THE PROBLEM:
Extract every line of the records below that contains the string "bird", treating uppercase and lowercase letters as different.

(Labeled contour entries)
--------
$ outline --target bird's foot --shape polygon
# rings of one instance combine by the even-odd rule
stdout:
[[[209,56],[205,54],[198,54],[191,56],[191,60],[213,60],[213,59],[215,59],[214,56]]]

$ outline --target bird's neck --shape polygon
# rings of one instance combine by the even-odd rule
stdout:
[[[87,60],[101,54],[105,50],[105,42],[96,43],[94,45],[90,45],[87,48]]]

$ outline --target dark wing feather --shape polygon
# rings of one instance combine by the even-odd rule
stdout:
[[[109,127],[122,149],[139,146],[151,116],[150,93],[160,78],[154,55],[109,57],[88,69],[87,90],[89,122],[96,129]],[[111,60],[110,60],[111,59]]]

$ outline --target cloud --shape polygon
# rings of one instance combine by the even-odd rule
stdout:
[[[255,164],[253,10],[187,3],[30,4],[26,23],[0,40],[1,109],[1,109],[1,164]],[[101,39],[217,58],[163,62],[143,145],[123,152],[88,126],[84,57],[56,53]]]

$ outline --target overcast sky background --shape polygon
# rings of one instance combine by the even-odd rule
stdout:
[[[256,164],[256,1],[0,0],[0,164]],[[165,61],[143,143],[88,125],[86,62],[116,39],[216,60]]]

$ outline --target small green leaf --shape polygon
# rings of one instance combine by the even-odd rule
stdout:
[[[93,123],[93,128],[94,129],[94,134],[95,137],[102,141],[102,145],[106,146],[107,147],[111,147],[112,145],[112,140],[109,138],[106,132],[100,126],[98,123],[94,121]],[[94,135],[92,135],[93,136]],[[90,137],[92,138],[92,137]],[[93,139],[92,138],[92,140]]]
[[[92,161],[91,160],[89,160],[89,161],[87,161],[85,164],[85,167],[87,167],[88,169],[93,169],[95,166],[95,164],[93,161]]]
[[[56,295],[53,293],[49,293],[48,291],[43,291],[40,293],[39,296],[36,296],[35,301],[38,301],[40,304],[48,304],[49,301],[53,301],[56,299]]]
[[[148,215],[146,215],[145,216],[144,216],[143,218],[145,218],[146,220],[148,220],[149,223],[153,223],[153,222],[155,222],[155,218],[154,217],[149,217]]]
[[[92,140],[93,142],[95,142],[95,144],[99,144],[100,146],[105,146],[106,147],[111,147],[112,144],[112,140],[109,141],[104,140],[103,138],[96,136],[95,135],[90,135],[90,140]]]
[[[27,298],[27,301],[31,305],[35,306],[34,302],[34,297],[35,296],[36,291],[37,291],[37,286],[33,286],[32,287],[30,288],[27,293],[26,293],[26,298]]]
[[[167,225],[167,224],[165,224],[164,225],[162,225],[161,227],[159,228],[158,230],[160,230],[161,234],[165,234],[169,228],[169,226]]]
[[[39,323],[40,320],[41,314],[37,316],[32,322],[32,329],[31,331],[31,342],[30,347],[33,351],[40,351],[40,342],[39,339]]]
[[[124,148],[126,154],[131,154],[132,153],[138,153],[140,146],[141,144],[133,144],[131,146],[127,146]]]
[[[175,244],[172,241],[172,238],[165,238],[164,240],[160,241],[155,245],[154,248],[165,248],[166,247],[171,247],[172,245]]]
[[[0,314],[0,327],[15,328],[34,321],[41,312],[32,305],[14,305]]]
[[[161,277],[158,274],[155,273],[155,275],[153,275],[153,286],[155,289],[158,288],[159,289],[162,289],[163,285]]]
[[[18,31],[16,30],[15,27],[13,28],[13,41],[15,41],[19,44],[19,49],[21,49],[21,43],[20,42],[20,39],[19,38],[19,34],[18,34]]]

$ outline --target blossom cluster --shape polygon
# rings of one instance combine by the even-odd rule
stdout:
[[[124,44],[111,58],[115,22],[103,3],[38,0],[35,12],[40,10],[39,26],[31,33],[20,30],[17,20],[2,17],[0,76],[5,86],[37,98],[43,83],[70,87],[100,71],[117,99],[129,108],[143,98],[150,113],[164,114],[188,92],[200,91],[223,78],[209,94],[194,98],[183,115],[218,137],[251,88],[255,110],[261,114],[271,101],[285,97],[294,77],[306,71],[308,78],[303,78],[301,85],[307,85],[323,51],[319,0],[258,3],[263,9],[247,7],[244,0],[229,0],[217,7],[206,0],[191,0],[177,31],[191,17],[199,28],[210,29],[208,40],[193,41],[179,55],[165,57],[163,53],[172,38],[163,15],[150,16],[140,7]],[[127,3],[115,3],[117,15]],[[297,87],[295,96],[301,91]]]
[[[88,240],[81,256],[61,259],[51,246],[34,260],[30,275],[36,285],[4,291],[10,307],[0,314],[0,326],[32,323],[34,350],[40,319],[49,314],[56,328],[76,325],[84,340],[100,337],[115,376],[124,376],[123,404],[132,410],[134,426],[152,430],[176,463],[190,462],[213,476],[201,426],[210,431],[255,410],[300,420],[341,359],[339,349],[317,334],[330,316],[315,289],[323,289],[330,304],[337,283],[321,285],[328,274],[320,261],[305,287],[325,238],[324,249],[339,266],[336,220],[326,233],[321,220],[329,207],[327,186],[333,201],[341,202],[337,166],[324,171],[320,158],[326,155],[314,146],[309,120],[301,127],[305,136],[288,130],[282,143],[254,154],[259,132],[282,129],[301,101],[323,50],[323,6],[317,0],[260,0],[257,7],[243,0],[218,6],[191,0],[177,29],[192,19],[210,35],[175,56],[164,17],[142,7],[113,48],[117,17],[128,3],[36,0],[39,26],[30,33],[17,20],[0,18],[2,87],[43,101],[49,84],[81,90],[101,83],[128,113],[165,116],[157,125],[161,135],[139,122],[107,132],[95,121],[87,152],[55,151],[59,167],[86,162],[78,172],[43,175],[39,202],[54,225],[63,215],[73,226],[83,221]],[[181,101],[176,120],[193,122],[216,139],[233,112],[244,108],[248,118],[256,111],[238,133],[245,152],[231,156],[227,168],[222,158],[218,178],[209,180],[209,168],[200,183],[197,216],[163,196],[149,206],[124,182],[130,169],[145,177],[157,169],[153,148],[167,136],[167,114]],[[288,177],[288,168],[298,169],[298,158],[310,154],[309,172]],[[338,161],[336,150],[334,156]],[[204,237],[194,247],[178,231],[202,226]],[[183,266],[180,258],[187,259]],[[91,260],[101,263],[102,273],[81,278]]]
--------
FINISHED TASK:
$ outline --target bird's foot --shape polygon
$ outline --target bird's neck --shape polygon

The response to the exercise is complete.